* start INPUT FOR THIS TASK *

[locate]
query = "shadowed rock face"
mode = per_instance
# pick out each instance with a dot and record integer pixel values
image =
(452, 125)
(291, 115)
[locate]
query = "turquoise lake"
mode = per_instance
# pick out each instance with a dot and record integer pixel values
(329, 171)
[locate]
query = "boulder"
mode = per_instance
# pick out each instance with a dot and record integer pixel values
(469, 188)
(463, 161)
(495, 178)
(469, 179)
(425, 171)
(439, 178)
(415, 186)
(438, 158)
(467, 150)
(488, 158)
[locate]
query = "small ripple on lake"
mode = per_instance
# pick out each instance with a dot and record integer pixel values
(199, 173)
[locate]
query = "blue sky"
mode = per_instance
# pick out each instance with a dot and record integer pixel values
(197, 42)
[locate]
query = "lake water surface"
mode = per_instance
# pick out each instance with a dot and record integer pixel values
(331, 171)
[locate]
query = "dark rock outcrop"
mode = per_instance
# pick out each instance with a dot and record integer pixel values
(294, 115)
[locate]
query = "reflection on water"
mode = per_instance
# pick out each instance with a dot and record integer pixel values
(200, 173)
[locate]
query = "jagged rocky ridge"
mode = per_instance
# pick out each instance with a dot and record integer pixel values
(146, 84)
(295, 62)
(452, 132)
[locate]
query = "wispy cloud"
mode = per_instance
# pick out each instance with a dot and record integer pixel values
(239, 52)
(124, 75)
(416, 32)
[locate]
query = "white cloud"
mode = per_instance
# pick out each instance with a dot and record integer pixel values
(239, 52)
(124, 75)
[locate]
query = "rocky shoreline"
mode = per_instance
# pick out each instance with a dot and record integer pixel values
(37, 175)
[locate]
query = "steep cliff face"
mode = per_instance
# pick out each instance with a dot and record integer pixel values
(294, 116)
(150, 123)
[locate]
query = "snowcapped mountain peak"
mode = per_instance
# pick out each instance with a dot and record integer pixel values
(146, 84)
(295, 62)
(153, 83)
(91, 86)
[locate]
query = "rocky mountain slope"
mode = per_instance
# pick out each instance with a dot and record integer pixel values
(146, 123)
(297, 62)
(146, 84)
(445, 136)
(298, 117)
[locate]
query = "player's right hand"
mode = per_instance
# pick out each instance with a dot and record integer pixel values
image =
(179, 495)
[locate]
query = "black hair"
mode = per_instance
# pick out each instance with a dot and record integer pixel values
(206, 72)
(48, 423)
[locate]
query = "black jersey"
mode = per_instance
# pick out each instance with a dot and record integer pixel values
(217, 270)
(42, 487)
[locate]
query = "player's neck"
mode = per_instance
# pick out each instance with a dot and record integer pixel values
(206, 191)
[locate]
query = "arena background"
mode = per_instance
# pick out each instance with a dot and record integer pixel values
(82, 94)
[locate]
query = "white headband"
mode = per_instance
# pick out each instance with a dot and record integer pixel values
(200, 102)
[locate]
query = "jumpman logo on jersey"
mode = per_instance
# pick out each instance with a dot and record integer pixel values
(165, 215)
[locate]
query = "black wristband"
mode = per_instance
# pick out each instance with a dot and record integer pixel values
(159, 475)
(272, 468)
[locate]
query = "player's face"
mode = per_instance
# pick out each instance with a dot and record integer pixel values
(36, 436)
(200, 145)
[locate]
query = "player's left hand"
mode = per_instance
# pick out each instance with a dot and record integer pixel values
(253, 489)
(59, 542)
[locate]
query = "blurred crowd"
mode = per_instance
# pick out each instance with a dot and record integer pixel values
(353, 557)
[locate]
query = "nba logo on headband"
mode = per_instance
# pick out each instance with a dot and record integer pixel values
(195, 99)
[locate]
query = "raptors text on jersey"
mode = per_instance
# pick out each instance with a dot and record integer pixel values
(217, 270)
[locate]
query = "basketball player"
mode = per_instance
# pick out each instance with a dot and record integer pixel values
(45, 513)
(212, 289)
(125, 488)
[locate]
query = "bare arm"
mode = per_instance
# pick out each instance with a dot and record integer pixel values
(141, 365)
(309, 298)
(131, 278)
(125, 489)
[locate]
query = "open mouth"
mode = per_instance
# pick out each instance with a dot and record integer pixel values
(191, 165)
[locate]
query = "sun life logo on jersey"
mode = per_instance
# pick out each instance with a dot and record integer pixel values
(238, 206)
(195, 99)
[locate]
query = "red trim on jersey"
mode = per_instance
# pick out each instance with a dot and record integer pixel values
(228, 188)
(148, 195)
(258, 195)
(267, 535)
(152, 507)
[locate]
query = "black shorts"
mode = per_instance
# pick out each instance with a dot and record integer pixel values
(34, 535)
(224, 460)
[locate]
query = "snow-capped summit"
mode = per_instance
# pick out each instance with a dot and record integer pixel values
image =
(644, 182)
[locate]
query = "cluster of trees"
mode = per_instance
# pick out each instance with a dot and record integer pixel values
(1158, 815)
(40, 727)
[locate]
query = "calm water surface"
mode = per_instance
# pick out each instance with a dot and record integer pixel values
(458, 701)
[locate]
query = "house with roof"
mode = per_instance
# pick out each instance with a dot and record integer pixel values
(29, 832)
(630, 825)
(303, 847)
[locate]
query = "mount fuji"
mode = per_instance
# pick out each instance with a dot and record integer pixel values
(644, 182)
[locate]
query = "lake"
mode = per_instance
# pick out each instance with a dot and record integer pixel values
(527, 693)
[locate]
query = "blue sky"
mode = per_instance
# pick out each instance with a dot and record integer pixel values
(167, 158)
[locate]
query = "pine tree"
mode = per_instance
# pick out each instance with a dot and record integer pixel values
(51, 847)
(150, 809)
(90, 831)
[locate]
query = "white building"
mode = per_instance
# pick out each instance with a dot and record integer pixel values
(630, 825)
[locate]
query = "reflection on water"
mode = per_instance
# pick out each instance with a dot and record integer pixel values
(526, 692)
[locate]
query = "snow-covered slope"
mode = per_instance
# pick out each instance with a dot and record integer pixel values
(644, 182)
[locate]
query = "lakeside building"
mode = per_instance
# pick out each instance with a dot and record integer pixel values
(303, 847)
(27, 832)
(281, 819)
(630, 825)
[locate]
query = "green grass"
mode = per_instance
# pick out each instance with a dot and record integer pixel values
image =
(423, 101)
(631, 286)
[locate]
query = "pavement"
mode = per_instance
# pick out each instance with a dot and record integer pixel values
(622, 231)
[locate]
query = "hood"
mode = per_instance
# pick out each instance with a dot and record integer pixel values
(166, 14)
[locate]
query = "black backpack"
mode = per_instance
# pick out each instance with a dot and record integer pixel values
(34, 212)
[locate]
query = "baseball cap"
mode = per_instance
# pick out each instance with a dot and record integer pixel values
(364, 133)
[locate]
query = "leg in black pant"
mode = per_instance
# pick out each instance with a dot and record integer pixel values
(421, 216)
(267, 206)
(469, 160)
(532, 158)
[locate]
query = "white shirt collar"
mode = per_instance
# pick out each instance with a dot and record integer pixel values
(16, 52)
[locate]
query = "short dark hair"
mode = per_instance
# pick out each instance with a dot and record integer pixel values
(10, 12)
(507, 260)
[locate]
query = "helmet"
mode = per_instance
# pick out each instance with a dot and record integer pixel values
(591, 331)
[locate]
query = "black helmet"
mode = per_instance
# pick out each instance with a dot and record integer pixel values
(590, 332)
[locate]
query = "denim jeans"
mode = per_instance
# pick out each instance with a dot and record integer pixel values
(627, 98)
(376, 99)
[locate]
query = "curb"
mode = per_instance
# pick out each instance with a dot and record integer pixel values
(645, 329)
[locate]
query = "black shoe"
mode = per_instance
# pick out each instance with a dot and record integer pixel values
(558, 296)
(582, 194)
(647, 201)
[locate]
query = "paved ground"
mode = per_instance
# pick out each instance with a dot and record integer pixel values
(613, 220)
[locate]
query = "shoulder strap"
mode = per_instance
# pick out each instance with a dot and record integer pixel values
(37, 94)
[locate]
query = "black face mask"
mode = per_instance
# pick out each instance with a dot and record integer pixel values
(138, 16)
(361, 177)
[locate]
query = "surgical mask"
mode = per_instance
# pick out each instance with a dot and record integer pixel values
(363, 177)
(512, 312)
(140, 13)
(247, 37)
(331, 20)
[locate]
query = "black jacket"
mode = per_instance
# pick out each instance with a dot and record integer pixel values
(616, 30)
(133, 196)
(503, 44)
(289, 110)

* end INPUT FOR THIS TASK *

▶ [REQUIREMENTS]: Select each line of the data above that contains the string "jersey" and copy those lines out.

▶ [TASK RESULT]:
query = "black jersey"
query = "jumpman logo on jersey"
query = "raptors text on jersey"
query = "sun life logo on jersey"
query = "red trim on jersey"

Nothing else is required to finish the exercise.